Point-per-instance localization data:
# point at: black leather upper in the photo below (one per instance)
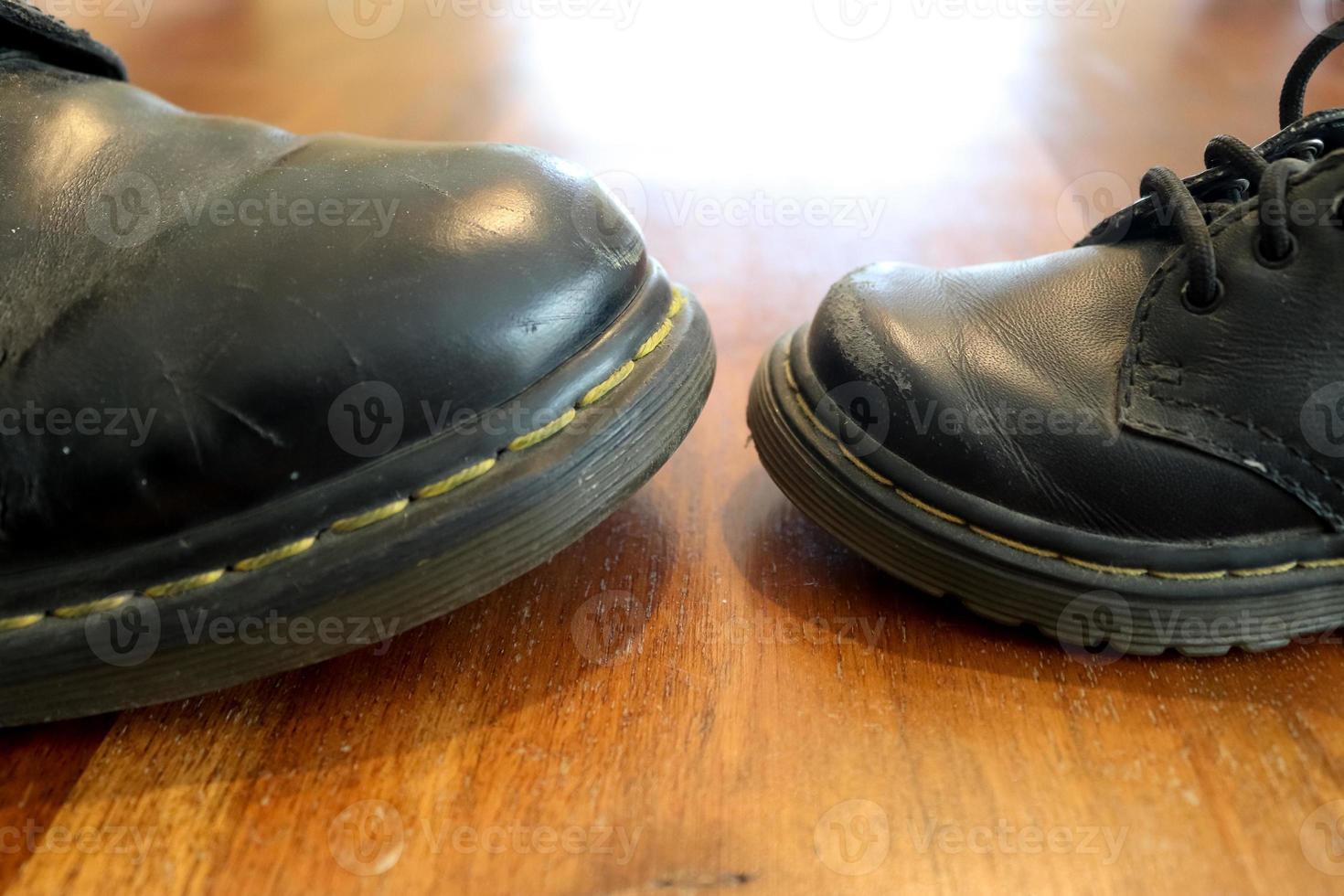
(1078, 389)
(472, 272)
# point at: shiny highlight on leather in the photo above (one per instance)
(372, 517)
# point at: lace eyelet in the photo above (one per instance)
(1206, 306)
(1275, 263)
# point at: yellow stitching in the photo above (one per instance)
(1103, 567)
(1015, 546)
(91, 607)
(537, 437)
(929, 508)
(1323, 564)
(1191, 577)
(14, 624)
(654, 341)
(183, 586)
(365, 520)
(457, 480)
(263, 560)
(1254, 574)
(601, 389)
(1026, 549)
(679, 301)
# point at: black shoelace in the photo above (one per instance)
(1191, 217)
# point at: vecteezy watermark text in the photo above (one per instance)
(129, 423)
(134, 11)
(35, 838)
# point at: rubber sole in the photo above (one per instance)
(1081, 604)
(374, 577)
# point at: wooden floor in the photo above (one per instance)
(707, 693)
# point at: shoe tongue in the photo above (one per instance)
(50, 40)
(1137, 220)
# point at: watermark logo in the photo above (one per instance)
(366, 19)
(368, 838)
(1323, 838)
(606, 627)
(1323, 421)
(368, 420)
(126, 211)
(126, 635)
(1093, 199)
(614, 212)
(852, 19)
(1097, 627)
(854, 837)
(867, 415)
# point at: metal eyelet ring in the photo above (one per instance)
(1275, 263)
(1204, 306)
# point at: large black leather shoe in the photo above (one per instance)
(1135, 445)
(269, 398)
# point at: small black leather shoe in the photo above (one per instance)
(266, 398)
(1133, 445)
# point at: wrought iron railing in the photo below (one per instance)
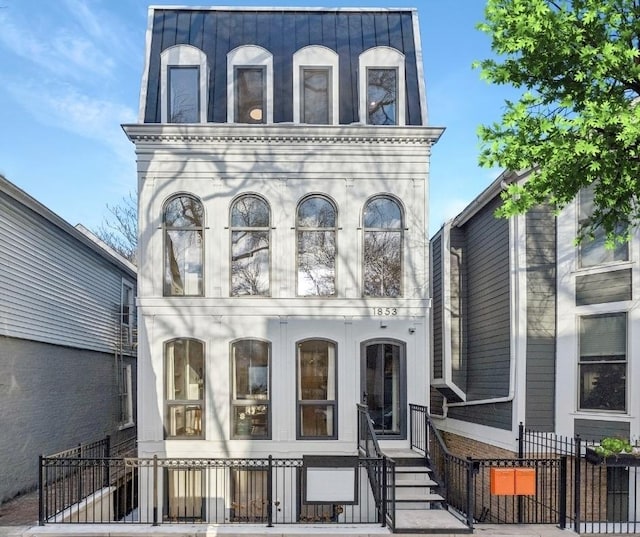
(601, 497)
(223, 491)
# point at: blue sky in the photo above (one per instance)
(70, 74)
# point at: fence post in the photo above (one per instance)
(270, 493)
(155, 490)
(107, 464)
(383, 495)
(562, 487)
(41, 482)
(577, 482)
(520, 440)
(471, 492)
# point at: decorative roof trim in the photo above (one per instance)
(157, 133)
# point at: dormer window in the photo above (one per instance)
(183, 103)
(382, 100)
(183, 90)
(250, 87)
(315, 82)
(250, 95)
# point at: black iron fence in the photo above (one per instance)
(602, 492)
(466, 483)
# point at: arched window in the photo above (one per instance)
(384, 385)
(317, 390)
(316, 237)
(250, 85)
(251, 389)
(382, 86)
(250, 242)
(183, 221)
(382, 256)
(183, 92)
(315, 83)
(184, 388)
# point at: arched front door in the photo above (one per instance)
(384, 386)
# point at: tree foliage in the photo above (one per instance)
(119, 230)
(577, 123)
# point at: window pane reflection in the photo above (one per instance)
(315, 97)
(184, 94)
(382, 90)
(250, 105)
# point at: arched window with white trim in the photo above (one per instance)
(382, 86)
(184, 82)
(382, 257)
(250, 85)
(315, 86)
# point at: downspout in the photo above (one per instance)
(515, 303)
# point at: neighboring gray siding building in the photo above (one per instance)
(530, 328)
(67, 332)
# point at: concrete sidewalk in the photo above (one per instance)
(19, 517)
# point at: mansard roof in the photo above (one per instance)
(283, 31)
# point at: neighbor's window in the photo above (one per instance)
(382, 96)
(250, 397)
(316, 236)
(603, 362)
(184, 388)
(250, 235)
(183, 105)
(183, 244)
(383, 228)
(317, 394)
(592, 251)
(126, 397)
(316, 87)
(127, 317)
(250, 95)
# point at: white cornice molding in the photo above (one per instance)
(154, 133)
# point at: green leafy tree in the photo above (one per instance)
(577, 121)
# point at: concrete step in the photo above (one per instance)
(416, 481)
(436, 521)
(416, 495)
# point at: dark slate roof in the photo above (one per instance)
(282, 31)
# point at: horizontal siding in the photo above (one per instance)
(217, 32)
(541, 318)
(487, 318)
(54, 289)
(437, 304)
(612, 286)
(497, 415)
(458, 307)
(596, 430)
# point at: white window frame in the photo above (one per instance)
(316, 57)
(127, 329)
(249, 56)
(382, 58)
(183, 56)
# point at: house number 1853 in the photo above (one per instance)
(387, 312)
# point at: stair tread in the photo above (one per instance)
(436, 520)
(412, 495)
(418, 483)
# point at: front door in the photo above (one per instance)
(384, 386)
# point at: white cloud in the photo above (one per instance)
(68, 109)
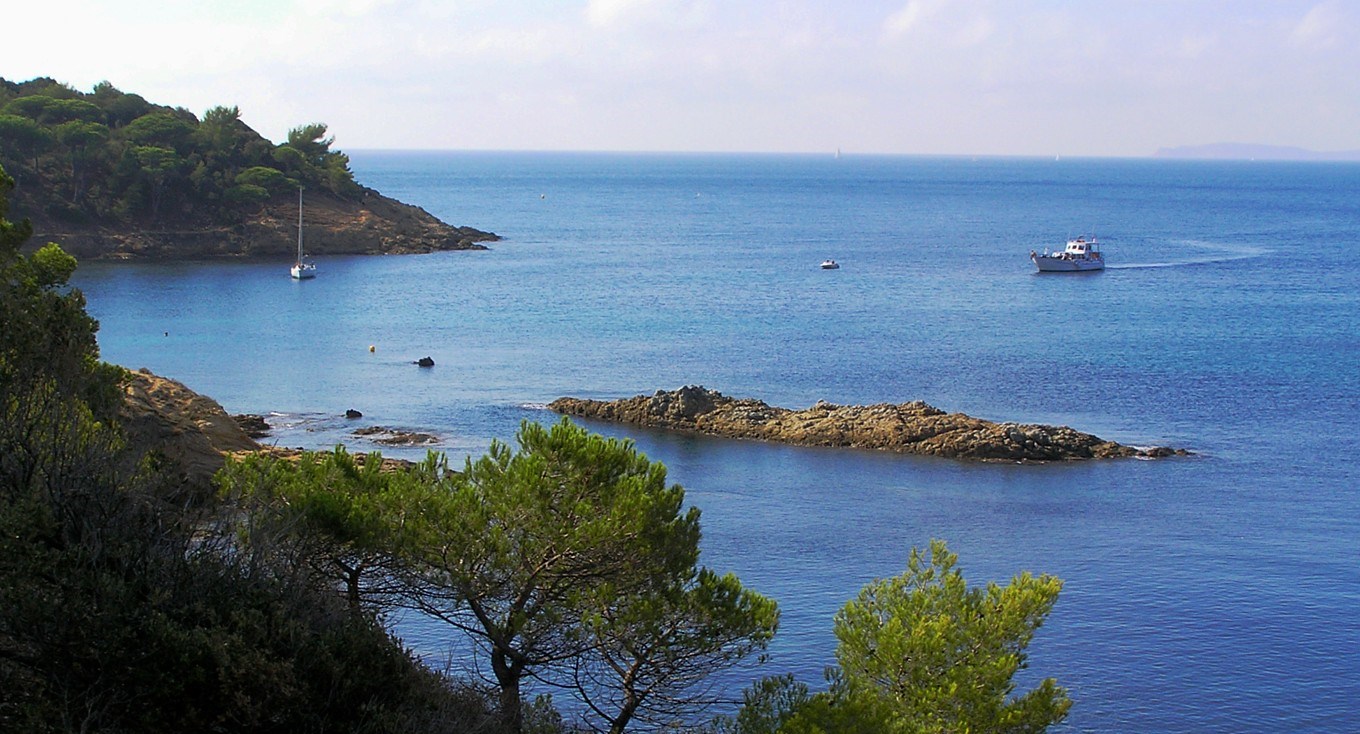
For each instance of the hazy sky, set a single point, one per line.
(898, 76)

## Task objective
Output every entry exactly. Pictures stay out.

## Task solution
# point at: black leather upper in the photo below (one per instance)
(1078, 389)
(472, 272)
# point at: shiny highlight on leather in the photo above (one per instance)
(372, 517)
# point at: lace eyelet in the photo above (one per instance)
(1206, 306)
(1275, 263)
# point at: yellow stitching in the photo above (one per instance)
(1103, 567)
(1015, 546)
(91, 607)
(537, 437)
(929, 508)
(1323, 564)
(1191, 577)
(14, 624)
(654, 341)
(183, 586)
(365, 520)
(457, 480)
(263, 560)
(1254, 574)
(601, 389)
(1026, 549)
(679, 301)
# point at: black shoelace in the photo above (one per instance)
(1191, 217)
# point at: vecteezy watermark text in the photo above (one per instance)
(129, 423)
(134, 11)
(35, 838)
# point at: rubber sole in the photo above (one per instance)
(1081, 604)
(374, 577)
# point at: wooden floor in the photo above (one per instance)
(707, 693)
# point at: shoe tongue in the photo above (one per instance)
(50, 40)
(1137, 220)
# point at: watermark logo in the photo above (one per instance)
(366, 19)
(368, 838)
(1323, 838)
(606, 627)
(1323, 421)
(368, 420)
(126, 211)
(126, 635)
(1093, 199)
(614, 212)
(852, 19)
(1097, 627)
(854, 837)
(867, 415)
# point at: metal eyelet ring in the photo above (one per instance)
(1275, 263)
(1204, 306)
# point at: large black leather shoe in the photo above (one per instance)
(1135, 445)
(269, 398)
# point at: small black leather shoe in the photo above (one per instance)
(266, 398)
(1133, 445)
# point at: wrought iron railing in the photo below (one per instance)
(601, 497)
(223, 491)
# point at: blue sky in the photo above (one per instance)
(70, 74)
# point at: fence post in the photo above (one per instance)
(270, 493)
(155, 490)
(107, 464)
(383, 495)
(562, 487)
(41, 482)
(577, 482)
(520, 440)
(471, 492)
# point at: decorative roof trim in the photo above (one per instance)
(157, 133)
# point at: dormer window in the photo above (one per instance)
(183, 103)
(382, 100)
(183, 90)
(250, 87)
(315, 82)
(250, 95)
# point at: black iron fence in the photo above (one per instance)
(602, 492)
(466, 483)
# point at: arched window in the photo above (one per instance)
(384, 385)
(317, 390)
(316, 237)
(250, 85)
(251, 389)
(382, 86)
(250, 242)
(183, 221)
(382, 256)
(183, 92)
(315, 83)
(184, 388)
# point at: arched front door in the photo above (one per instance)
(384, 386)
# point at: tree foliage in the photo above (one per instance)
(119, 230)
(577, 123)
# point at: window pane reflection in the photo above (one per instance)
(315, 97)
(184, 94)
(382, 90)
(250, 105)
# point at: arched window with white trim in the photo above (one per instance)
(382, 86)
(184, 82)
(382, 257)
(250, 85)
(315, 86)
# point at: downspout in the photo above (one per instance)
(515, 303)
# point at: neighboring gray siding building in the photo above (one per instance)
(530, 328)
(67, 332)
# point at: concrete sidewalk in the photo above (one per instance)
(19, 517)
# point at: mansard roof in the photo above (one per instance)
(283, 31)
# point at: neighbor's window in the photo above (one per instance)
(382, 96)
(250, 397)
(316, 236)
(603, 362)
(184, 388)
(250, 235)
(183, 105)
(183, 244)
(383, 228)
(317, 394)
(592, 251)
(126, 397)
(316, 87)
(127, 317)
(250, 95)
# point at: white cornice molding in the photo above (one per instance)
(154, 133)
# point at: green leafy tree in the photo above (one per instance)
(577, 121)
# point at: concrete step in the photo above (one per instance)
(416, 481)
(436, 521)
(416, 495)
# point at: dark slate roof in the photo above (one per instance)
(282, 31)
# point at: horizontal siding in the photo above (one per instance)
(217, 32)
(541, 318)
(487, 318)
(54, 289)
(437, 304)
(612, 286)
(497, 415)
(458, 307)
(596, 430)
# point at: white window frame in the photo above (one per instance)
(316, 57)
(127, 329)
(249, 56)
(382, 58)
(183, 56)
# point at: house number 1853 in the photo above (one per instance)
(387, 312)
# point at: stair tread in the photo above (one per instance)
(436, 520)
(412, 495)
(418, 483)
# point at: front door in the photo above (one per instance)
(384, 386)
# point at: white cloud in the photo above (one per instance)
(68, 109)
For each instance of the hazy sky, set a single point, one per line.
(898, 76)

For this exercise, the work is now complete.